__Aim of the task__. Copy the data below word for word, leaving out the pictures.

__Supplied material__.
====

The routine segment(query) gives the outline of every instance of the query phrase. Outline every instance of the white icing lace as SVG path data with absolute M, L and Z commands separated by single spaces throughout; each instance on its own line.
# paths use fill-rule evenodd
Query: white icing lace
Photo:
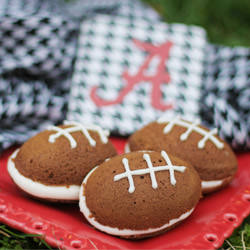
M 60 136 L 64 136 L 65 138 L 68 139 L 71 148 L 75 148 L 77 146 L 77 142 L 74 139 L 74 137 L 71 135 L 71 133 L 80 131 L 85 135 L 89 144 L 94 147 L 96 145 L 96 141 L 90 136 L 88 130 L 97 132 L 103 143 L 106 144 L 108 142 L 109 132 L 106 130 L 103 130 L 101 127 L 99 127 L 97 125 L 83 125 L 83 124 L 80 124 L 78 122 L 72 122 L 72 121 L 65 121 L 64 124 L 72 126 L 72 127 L 59 128 L 56 126 L 50 126 L 48 128 L 48 130 L 52 130 L 52 131 L 57 132 L 57 133 L 49 136 L 50 143 L 54 143 L 57 138 L 59 138 Z
M 186 167 L 185 166 L 175 166 L 172 164 L 170 158 L 168 157 L 167 153 L 165 151 L 161 151 L 161 155 L 166 161 L 167 165 L 164 166 L 153 166 L 152 161 L 150 159 L 149 154 L 143 154 L 144 160 L 147 162 L 148 168 L 145 169 L 136 169 L 136 170 L 130 170 L 129 163 L 127 158 L 122 159 L 122 163 L 125 168 L 125 172 L 122 174 L 118 174 L 114 176 L 114 181 L 119 181 L 123 178 L 128 178 L 129 181 L 129 193 L 133 193 L 135 191 L 135 185 L 133 180 L 133 175 L 143 175 L 143 174 L 150 174 L 152 188 L 156 189 L 158 187 L 155 172 L 158 171 L 164 171 L 168 170 L 170 174 L 170 183 L 172 185 L 176 184 L 176 179 L 174 176 L 174 171 L 184 172 Z
M 164 134 L 169 133 L 175 125 L 187 128 L 187 130 L 180 136 L 181 141 L 187 140 L 188 136 L 193 131 L 199 133 L 200 135 L 203 135 L 203 138 L 198 142 L 198 148 L 200 149 L 205 147 L 205 144 L 208 140 L 210 140 L 219 149 L 222 149 L 224 147 L 224 144 L 214 136 L 218 132 L 217 128 L 214 128 L 210 131 L 206 131 L 203 128 L 198 127 L 198 125 L 200 124 L 200 120 L 198 119 L 194 123 L 188 123 L 186 121 L 181 120 L 179 117 L 176 117 L 173 120 L 168 120 L 165 117 L 161 117 L 157 122 L 158 123 L 168 122 L 168 124 L 163 130 Z

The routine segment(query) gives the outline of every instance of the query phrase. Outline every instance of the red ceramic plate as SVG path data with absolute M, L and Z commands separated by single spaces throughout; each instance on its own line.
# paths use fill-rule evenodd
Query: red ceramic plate
M 124 140 L 113 139 L 119 152 Z M 20 192 L 0 159 L 0 221 L 26 233 L 42 234 L 54 247 L 66 249 L 216 249 L 250 213 L 250 154 L 238 155 L 239 171 L 231 185 L 203 198 L 180 226 L 161 236 L 129 241 L 93 229 L 78 205 L 46 204 Z

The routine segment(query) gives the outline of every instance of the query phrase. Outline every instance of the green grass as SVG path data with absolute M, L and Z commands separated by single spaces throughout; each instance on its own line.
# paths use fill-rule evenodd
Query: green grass
M 0 250 L 4 249 L 52 249 L 37 234 L 25 234 L 6 225 L 0 225 Z
M 250 46 L 250 0 L 143 0 L 169 23 L 199 25 L 212 43 Z M 39 235 L 29 235 L 0 225 L 0 250 L 51 249 Z M 221 249 L 250 250 L 250 216 Z
M 199 25 L 212 43 L 250 46 L 249 0 L 143 0 L 166 22 Z

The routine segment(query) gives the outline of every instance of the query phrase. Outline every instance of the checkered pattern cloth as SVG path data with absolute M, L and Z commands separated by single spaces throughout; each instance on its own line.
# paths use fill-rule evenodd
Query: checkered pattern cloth
M 65 118 L 129 135 L 176 114 L 248 150 L 249 58 L 135 0 L 3 0 L 0 151 Z
M 250 49 L 208 45 L 200 114 L 234 149 L 250 149 Z
M 144 19 L 98 15 L 81 26 L 78 58 L 75 64 L 68 119 L 97 123 L 115 134 L 129 135 L 157 119 L 166 111 L 152 106 L 152 82 L 141 80 L 124 99 L 114 105 L 98 106 L 91 91 L 98 87 L 97 97 L 114 100 L 128 86 L 122 78 L 125 71 L 135 76 L 147 57 L 147 48 L 135 43 L 146 42 L 163 46 L 171 42 L 169 59 L 155 54 L 145 69 L 148 76 L 158 74 L 158 64 L 164 63 L 165 75 L 159 91 L 162 103 L 173 105 L 168 114 L 176 113 L 193 119 L 199 115 L 198 102 L 202 83 L 202 63 L 206 46 L 202 29 L 181 24 L 152 23 Z M 167 44 L 166 44 L 167 46 Z M 142 76 L 141 76 L 142 77 Z M 156 76 L 160 77 L 160 76 Z M 164 84 L 165 83 L 165 84 Z
M 127 136 L 161 115 L 200 118 L 250 149 L 249 49 L 209 45 L 195 26 L 110 15 L 85 21 L 78 46 L 68 119 Z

====

__Correct answer__.
The routine segment(query) gives the outline of every instance of the query phrase. Outline every instance of the white icing lace as SVG path data with absolute M, L and Z commands separated by single spaces throughout; each instance on its own line.
# paths use fill-rule evenodd
Query: white icing lace
Photo:
M 60 136 L 64 136 L 65 138 L 68 139 L 71 148 L 75 148 L 77 146 L 77 142 L 74 139 L 74 137 L 71 135 L 71 133 L 80 131 L 85 135 L 89 144 L 94 147 L 96 145 L 96 141 L 90 136 L 88 130 L 97 132 L 103 143 L 106 144 L 108 142 L 109 132 L 106 130 L 103 130 L 101 127 L 99 127 L 97 125 L 83 125 L 83 124 L 80 124 L 78 122 L 72 122 L 72 121 L 65 121 L 64 124 L 72 126 L 72 127 L 59 128 L 56 126 L 50 126 L 48 128 L 48 130 L 52 130 L 52 131 L 57 132 L 57 133 L 49 136 L 50 143 L 54 143 L 57 138 L 59 138 Z
M 186 167 L 185 166 L 175 166 L 172 164 L 170 158 L 168 157 L 167 153 L 165 151 L 161 151 L 161 155 L 166 161 L 167 165 L 164 166 L 153 166 L 152 161 L 150 159 L 149 154 L 143 154 L 144 160 L 147 162 L 148 168 L 145 169 L 136 169 L 136 170 L 130 170 L 129 163 L 127 158 L 122 159 L 122 163 L 125 168 L 125 172 L 122 174 L 118 174 L 114 176 L 114 181 L 119 181 L 123 178 L 128 178 L 129 181 L 129 193 L 133 193 L 135 191 L 135 185 L 133 180 L 133 175 L 143 175 L 143 174 L 150 174 L 152 188 L 156 189 L 158 187 L 155 172 L 158 171 L 164 171 L 168 170 L 170 174 L 170 183 L 172 185 L 176 184 L 176 179 L 174 176 L 174 171 L 184 172 Z
M 164 134 L 169 133 L 175 125 L 187 128 L 187 130 L 180 136 L 181 141 L 187 140 L 188 136 L 193 131 L 199 133 L 200 135 L 203 135 L 203 138 L 198 142 L 198 148 L 200 149 L 205 147 L 205 144 L 208 140 L 210 140 L 219 149 L 222 149 L 224 147 L 224 144 L 214 136 L 218 132 L 217 128 L 214 128 L 210 131 L 206 131 L 203 128 L 198 127 L 198 125 L 200 124 L 200 120 L 198 119 L 194 123 L 188 123 L 186 121 L 181 120 L 179 117 L 176 117 L 173 120 L 168 120 L 165 117 L 161 117 L 157 122 L 158 123 L 168 122 L 168 124 L 163 130 Z

The routine segment(query) gives the outline of every instance of the query phrase. Outline every instance of the red ceramic plate as SVG path data with absolute M, L and Z commands separated by single spaces throughout; each instance on its own line.
# paths use fill-rule evenodd
Query: red ceramic plate
M 124 140 L 113 139 L 119 152 Z M 20 192 L 0 159 L 0 221 L 26 233 L 42 234 L 54 247 L 66 249 L 216 249 L 250 213 L 250 154 L 238 155 L 239 171 L 231 185 L 203 198 L 180 226 L 161 236 L 129 241 L 93 229 L 78 205 L 46 204 Z

The routine segment(query) gives the outline of every instance of the query phrase. Outline every instance of the green grass as SVG path data with absolute M, L and Z commands separated by single spaces throughout; each instance on its own line.
# paths use fill-rule evenodd
Query: green grass
M 0 250 L 4 249 L 52 249 L 37 234 L 25 234 L 6 225 L 0 225 Z
M 250 46 L 250 0 L 143 0 L 169 23 L 199 25 L 212 43 Z M 39 235 L 29 235 L 0 225 L 0 250 L 51 249 Z M 221 249 L 250 250 L 250 216 Z
M 199 25 L 212 43 L 250 46 L 249 0 L 143 0 L 166 22 Z

The routine segment(query) gives the outline of every instance of the query phrase. Outline every instance of the checkered pattern cloth as SVG path data with absolute M, L and Z commands separated by single spaces throughout; each instance on its own line.
# paths use fill-rule evenodd
Query: checkered pattern cloth
M 65 118 L 129 135 L 176 114 L 248 150 L 249 58 L 135 0 L 3 0 L 0 151 Z
M 250 49 L 208 45 L 200 114 L 234 149 L 250 149 Z
M 144 19 L 98 15 L 81 26 L 78 58 L 75 64 L 68 119 L 97 123 L 115 134 L 129 135 L 157 119 L 166 111 L 152 106 L 152 82 L 141 80 L 124 99 L 114 105 L 98 106 L 91 91 L 98 87 L 97 97 L 114 100 L 128 86 L 122 78 L 125 71 L 135 76 L 147 57 L 147 48 L 135 43 L 146 42 L 163 46 L 171 42 L 169 59 L 155 54 L 145 69 L 148 76 L 158 74 L 158 64 L 164 63 L 165 75 L 159 91 L 162 103 L 173 105 L 168 114 L 176 113 L 193 119 L 199 115 L 198 102 L 202 83 L 202 63 L 206 46 L 202 29 L 181 24 L 152 23 Z M 167 44 L 166 44 L 167 46 Z M 142 76 L 141 76 L 142 77 Z M 156 76 L 160 77 L 160 76 Z M 164 84 L 165 83 L 165 84 Z
M 127 136 L 161 115 L 200 118 L 250 149 L 249 49 L 209 45 L 195 26 L 110 15 L 85 21 L 78 46 L 68 119 Z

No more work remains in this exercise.